To be done:
Can you put every line of the records below into a Markdown table with a "Row" column for the row number and a "Text" column for the line, leaving out any blank lines?
# # # #
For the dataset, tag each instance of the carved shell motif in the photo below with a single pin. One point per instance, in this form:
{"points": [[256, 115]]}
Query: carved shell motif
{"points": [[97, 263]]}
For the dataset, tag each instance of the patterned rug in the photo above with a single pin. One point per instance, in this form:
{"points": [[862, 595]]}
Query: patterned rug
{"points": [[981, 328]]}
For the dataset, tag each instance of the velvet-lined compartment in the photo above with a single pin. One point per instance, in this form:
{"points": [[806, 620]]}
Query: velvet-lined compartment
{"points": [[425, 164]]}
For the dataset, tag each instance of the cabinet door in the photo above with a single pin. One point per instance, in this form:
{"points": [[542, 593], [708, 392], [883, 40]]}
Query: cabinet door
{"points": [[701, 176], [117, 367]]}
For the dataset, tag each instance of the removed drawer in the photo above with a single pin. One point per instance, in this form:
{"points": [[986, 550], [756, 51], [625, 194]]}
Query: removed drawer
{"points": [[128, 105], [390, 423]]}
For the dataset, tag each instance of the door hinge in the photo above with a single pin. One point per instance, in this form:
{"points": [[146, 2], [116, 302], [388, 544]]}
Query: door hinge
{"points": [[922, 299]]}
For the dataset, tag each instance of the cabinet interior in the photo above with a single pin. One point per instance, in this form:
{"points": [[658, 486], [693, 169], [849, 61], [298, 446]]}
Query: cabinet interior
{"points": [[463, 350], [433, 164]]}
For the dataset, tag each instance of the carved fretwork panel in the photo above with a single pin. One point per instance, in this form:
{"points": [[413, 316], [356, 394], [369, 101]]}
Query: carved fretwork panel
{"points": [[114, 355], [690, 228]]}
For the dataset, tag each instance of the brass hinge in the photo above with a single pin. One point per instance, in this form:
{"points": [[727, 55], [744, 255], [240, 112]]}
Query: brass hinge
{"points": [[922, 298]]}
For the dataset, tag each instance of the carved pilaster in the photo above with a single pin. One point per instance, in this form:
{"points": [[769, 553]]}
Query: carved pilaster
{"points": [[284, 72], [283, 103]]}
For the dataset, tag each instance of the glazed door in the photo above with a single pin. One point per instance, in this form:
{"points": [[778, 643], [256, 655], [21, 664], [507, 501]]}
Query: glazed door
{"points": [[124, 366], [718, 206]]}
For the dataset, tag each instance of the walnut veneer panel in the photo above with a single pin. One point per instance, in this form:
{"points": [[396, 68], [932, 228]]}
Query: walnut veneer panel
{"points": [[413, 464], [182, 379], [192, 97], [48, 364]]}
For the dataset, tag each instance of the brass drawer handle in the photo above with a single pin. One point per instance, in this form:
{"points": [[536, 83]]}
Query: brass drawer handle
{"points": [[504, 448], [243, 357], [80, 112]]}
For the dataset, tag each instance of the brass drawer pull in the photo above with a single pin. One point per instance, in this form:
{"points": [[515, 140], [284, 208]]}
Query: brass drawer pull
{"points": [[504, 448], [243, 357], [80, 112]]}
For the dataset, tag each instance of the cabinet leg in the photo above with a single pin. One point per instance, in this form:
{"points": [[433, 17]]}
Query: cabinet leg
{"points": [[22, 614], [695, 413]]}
# # # #
Exercise solution:
| Row | Text |
|---|---|
| 1 | For the dataset, tag each instance of the carved shell motif in the photo below with a single pin. One point per instance, in this form: |
| 2 | {"points": [[256, 115]]} |
| 3 | Query: carved shell motif |
| 4 | {"points": [[97, 263]]} |
| 5 | For the dataset, tag each instance of the patterned rug in the photo above with a single pin. One point per instance, in this form: |
| 6 | {"points": [[862, 595]]} |
| 7 | Query: patterned rug |
| 8 | {"points": [[981, 328]]} |
| 9 | For the dataset, tag each instance of the velvet-lined compartment in the photo above with a single pin. One point per instance, in this form: |
| 10 | {"points": [[806, 620]]} |
| 11 | Query: velvet-lined compartment |
| 12 | {"points": [[425, 164]]} |
| 13 | For the dataset, tag each instance of the cabinet door in the photo above with a single pin. One point per instance, in this form: |
| 14 | {"points": [[542, 593], [708, 392], [883, 40]]} |
| 15 | Query: cabinet door |
| 16 | {"points": [[701, 176], [117, 367]]} |
| 17 | For the dataset, tag each instance of the removed drawer in the photo above with a single pin. One point per instance, in this form: |
| 18 | {"points": [[986, 550], [756, 51], [625, 194]]} |
| 19 | Query: removed drawer |
| 20 | {"points": [[128, 105], [390, 423]]} |
| 21 | For the dataset, tag each instance of the door hinge in the photo above with a single pin. One point per instance, in this form: |
| 22 | {"points": [[146, 2], [116, 302], [388, 544]]} |
| 23 | Query: door hinge |
| 24 | {"points": [[922, 299]]} |
| 25 | For the dataset, tag each instance of the cabinet interior in the photo above with a single pin. One point per instance, in this form: |
| 26 | {"points": [[658, 486], [693, 169], [849, 61], [298, 446]]} |
| 27 | Query: cabinet interior |
| 28 | {"points": [[463, 350], [433, 164]]} |
| 29 | For the dataset, tag each instance of the carved fretwork panel in the photo above with a single pin. One point per instance, in this form: |
| 30 | {"points": [[413, 316], [356, 394], [369, 101]]} |
| 31 | Query: carved fretwork panel |
| 32 | {"points": [[114, 355], [690, 228]]} |
| 33 | For the dataset, tag each instance of the brass hinge in the photo above with a single pin. One point per instance, in this form: |
| 34 | {"points": [[727, 55], [744, 255], [240, 112]]} |
| 35 | Query: brass hinge |
| 36 | {"points": [[922, 298]]} |
| 37 | For the dataset, tag each instance of the carved pilaster in the photo above with a single pin. One point per instance, in this form: |
| 38 | {"points": [[769, 553]]} |
| 39 | Query: carved pilaster |
| 40 | {"points": [[284, 72], [283, 103]]} |
| 41 | For the dataset, tag each instance of the glazed door in the photo above with a single pin. One point per instance, in this form: |
| 42 | {"points": [[778, 643], [256, 655], [21, 664], [507, 501]]} |
| 43 | Query: glazed door |
| 44 | {"points": [[124, 366], [718, 206]]} |
| 45 | For the dataset, tag each instance of the walnut veneer panel in the photo above with a single pin. One point per instance, in this form: |
| 46 | {"points": [[396, 68], [932, 228]]} |
| 47 | Query: walnut veneer panel |
| 48 | {"points": [[413, 464], [182, 379], [192, 97], [48, 364]]} |
| 49 | For the dataset, tag each instance of the brass drawer handle in the photo above with a single pin. One point per instance, in this form: |
| 50 | {"points": [[536, 83]]} |
| 51 | Query: brass drawer handle |
| 52 | {"points": [[504, 448], [243, 357], [80, 112]]} |
| 53 | For the dataset, tag each instance of the brass drawer pull in the photo above with a single pin. One point per instance, in this form: |
| 54 | {"points": [[515, 140], [284, 208]]} |
| 55 | Query: brass drawer pull |
| 56 | {"points": [[504, 448], [243, 357], [80, 112]]} |
| 57 | For the dataset, tag each instance of the cabinet leg in the photo above with a single pin. One point per instance, in this form: |
| 58 | {"points": [[433, 17]]} |
| 59 | Query: cabinet leg |
| 60 | {"points": [[22, 614], [695, 413]]} |